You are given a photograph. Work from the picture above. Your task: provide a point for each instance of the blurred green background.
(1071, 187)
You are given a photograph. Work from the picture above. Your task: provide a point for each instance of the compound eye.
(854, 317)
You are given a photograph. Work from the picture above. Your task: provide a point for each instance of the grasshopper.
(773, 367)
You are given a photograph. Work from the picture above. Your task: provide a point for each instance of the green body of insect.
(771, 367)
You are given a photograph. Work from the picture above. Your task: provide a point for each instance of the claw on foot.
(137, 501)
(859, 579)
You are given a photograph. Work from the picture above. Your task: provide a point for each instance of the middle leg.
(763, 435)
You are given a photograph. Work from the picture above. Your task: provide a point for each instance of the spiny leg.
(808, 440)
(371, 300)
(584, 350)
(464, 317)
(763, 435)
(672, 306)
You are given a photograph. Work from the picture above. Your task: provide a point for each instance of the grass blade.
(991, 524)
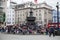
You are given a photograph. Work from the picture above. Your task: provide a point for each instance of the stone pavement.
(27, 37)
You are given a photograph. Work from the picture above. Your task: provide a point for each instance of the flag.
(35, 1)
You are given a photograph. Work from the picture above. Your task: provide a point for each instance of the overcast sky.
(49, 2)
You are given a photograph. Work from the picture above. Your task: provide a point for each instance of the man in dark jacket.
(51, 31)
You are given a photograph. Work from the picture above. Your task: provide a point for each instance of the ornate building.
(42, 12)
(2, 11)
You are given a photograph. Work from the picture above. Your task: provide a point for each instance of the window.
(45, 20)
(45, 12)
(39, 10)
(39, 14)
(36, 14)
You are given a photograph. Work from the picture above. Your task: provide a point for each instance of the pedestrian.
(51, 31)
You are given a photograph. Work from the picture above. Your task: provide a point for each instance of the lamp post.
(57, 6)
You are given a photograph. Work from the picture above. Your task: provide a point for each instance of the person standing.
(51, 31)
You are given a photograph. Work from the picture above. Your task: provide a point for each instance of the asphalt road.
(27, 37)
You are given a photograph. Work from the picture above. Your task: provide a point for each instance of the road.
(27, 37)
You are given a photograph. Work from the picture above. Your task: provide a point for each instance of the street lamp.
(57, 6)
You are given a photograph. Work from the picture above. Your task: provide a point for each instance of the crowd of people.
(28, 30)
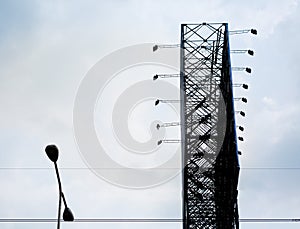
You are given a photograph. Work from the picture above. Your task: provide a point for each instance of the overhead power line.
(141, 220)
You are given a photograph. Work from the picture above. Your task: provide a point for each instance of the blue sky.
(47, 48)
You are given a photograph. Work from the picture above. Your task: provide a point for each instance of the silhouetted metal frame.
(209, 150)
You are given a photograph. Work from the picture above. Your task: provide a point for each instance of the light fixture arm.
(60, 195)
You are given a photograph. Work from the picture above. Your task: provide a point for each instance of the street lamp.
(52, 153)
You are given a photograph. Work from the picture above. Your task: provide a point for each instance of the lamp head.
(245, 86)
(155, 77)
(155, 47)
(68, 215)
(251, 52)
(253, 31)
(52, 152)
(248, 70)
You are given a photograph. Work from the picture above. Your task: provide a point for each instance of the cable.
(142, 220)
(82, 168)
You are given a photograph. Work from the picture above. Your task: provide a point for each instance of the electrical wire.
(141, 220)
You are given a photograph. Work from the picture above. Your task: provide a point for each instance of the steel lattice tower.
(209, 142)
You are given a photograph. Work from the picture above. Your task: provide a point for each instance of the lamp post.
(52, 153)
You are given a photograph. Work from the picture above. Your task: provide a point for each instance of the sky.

-------------------------

**Brief**
Copy out, word for word, the data from the line holding "crowd of people." through the end of the data, with both ends included. Leave the pictures out of your answer.

**Final result**
You are given a photograph. Work from the picture above. Your task: provide a point for each instance of the crowd of people.
(28, 30)
You are given a photograph. Work from the picture above. Your task: provide a point for each instance of the overhead power line.
(141, 220)
You are given a photograph. Work from the picture above. Your task: provide a point for each instance of the blue sky.
(47, 48)
You are given a photograph. Work from the picture above. Your task: provide a point for each instance of the silhouetted metal frame.
(209, 150)
You are given a photograph. Work from the picture above. Your task: provide a point for each instance of the light fixture arm.
(60, 195)
You are given a photograph. Work from the picture above. Your task: provide a point for each instance of the street lamp.
(52, 153)
You are given a photograph. Work from the picture above. Your task: provide a point for each instance of the lamp head.
(245, 86)
(155, 77)
(155, 47)
(68, 215)
(251, 52)
(253, 31)
(52, 152)
(248, 70)
You are given a photograph. Work from the picture above. Your task: provide a point for each instance of the cable.
(142, 220)
(82, 168)
You are given a photograph. Work from the picture above. Your task: provide a point for each instance of the electrical wire.
(141, 220)
You are given a photograph. Work from the picture above. Your task: provide a point for each instance of the steel lattice tower.
(209, 142)
You are given a photograph. Work from the picture above. Your task: provide a point for each instance of the lamp post.
(52, 153)
You are given a photograph. Work from the picture above. Your task: provide a point for each instance of the sky.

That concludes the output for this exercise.